## PROBLEM DETAILS
Reproduce every one of the following rows word for word, with nothing changed.

## THE RECORDS
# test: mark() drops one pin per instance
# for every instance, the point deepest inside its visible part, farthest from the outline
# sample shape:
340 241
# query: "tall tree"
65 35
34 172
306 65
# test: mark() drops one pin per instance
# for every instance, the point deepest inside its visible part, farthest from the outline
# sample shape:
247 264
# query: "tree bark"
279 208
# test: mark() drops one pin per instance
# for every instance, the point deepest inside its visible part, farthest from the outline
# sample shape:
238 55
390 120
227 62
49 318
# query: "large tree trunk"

## WRITTEN ANSWER
# test: mark() drops one pin per instance
# for every instance, the point deepest inside its visible part, farthest from the outline
# sample shape:
340 241
# query: "tall tree"
65 35
34 172
306 65
# test: mark() drops one pin per instance
# for every instance, the point deepest inside its visible part, farthest from the outline
# sample shape:
247 264
# query: "tree bark"
279 208
# test: mark() drops one pin per instance
# for every instance, the point deepest inside its visible part, farthest from the outline
# sample shape:
238 55
390 120
227 62
49 318
# query: "large tree trunk"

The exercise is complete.